**TASK INSTRUCTIONS**
A: According to the hazard decomposition README, what makes the piecewise-constant exponential baseline hazard a convenient choice? Answer in one to three sentences.
B: Extend the hazard decomposition README past its final line, keeping its pattern of short setup headings followed by R code.

Skip to content

Multivariate Decomposition of Group Differences in Hazard Rates

License

Notifications You must be signed in to change notification settings

DanAPowers/Hazard-Decomposition

Repository files navigation

Hazard-Rate-Decomposition

Multivariate Decomposition of Group Differences in Hazard Rates

Routines to decompose differences in hazard rates estimated from continuous-time and discrete-time hazard models as described by D Powers and M-S Yun (2009) MULTIVARIATE DECOMPOSITION FOR HAZARD RATE MODELS, Sociological Methodolgy.

We develop a regression decomposition technique for hazard rate models, where the difference in observed rates is decomposed into components attributable to group differences in characteristics and group differences in effects. The baseline hazard is specified using a piecewise-constant exponential model, which leads to convenient estimation based on a Poisson regression model fit to person-period, or split-episode data. This specification allows for a flexible representation of the baseline hazard and provides a straightforward way to introduce time-varying covariates and time-varying effects. We provide computational details underlying the method and apply the technique to the decomposition of the Black-White difference in first premarital birth rates into components reflecting characteristics and effect contributions of several predictors, as well as the effect contribution attributable to race differences in the baseline hazard.

Three models are supported: continuous-time (piecewise-constant exponential), discrete-time logit, and discrete-time complementary log-log. A user-specified formula and group design lists are passed to hazard_decomp_functions_svy.R. Although this requires data to be setup as a complex design, simple designs are also supported (robust std. errors will be estimated by svyglm)

    df <- read.csv(file='hazdata.csv'
    require(survey)

Clusters, no weights

    dfsvy <- svydesign(ids=~iid, weights=~1, cluster=~famid, nest=TRUE, data=df)

**Records from a data source**
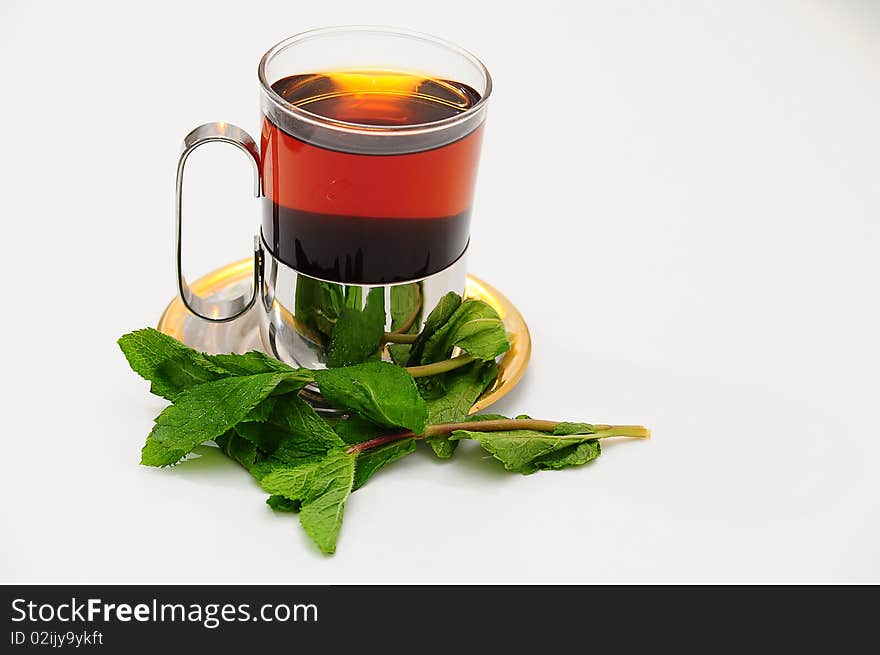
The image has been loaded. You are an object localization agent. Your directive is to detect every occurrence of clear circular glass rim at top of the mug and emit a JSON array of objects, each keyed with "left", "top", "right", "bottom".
[{"left": 257, "top": 25, "right": 492, "bottom": 135}]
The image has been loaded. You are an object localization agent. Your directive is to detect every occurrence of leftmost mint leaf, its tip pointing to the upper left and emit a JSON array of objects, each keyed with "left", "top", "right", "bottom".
[{"left": 117, "top": 328, "right": 228, "bottom": 400}]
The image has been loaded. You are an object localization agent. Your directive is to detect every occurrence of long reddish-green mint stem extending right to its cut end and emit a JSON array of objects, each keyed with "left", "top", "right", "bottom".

**SOLVED TASKS**
A: It allows the model to be estimated with a Poisson regression fit to person-period, or split-episode, data. It also gives a flexible representation of the baseline hazard and a straightforward way to introduce time-varying covariates and time-varying effects.

B:
No weights, no clusters

    dfsvy <- svydesign(ids=~iid, weights=~1, nest=TRUE, data=df)

Make subsets based on the grouping variable

    Asub <- subset(dfsvy, race == "Black")
    Bsub <- subset(dfsvy, race == "White")

source main subroutines

    source('hazard_decomp_functions_svy.R')

Hazdecomp_Example.R shows typical calls (and default values)

    call: decomp_model(formula, Asub, Bsub, scale=1, reverse=FALSE, prinitit=FALSE)

where, Asub and Bsub are the design lists for each group, scale is a rate multiplier, reverse=TRUE if groups are swapped, printit to print output.

models:

    decomp.pwcexp  (continuous-time model piecewise constant exponential via poisson trick (log-exposure as offset))
    decomp.logit   (discrete-time logit)       
    decomp.cloglog (discrete-time complementary log-log)

For example: two decompositions are performed and averaged (see example)

    m1a <- decomp.pwcexp(devnt ~ age + pctsmom + nfamtran + medu + 
            inc1000 + nosibs + magebir + offset(logexp) - 1,
            Asub, Bsub, scale=1000, reverse=FALSE)
                
    m1b <- decomp.pwcexp(devnt ~ age + pctsmom + nfamtran + medu + 
            inc1000 + nosibs + magebir + offset(logexp) - 1,
            Asub, Bsub, scale=1000, reverse=TRUE)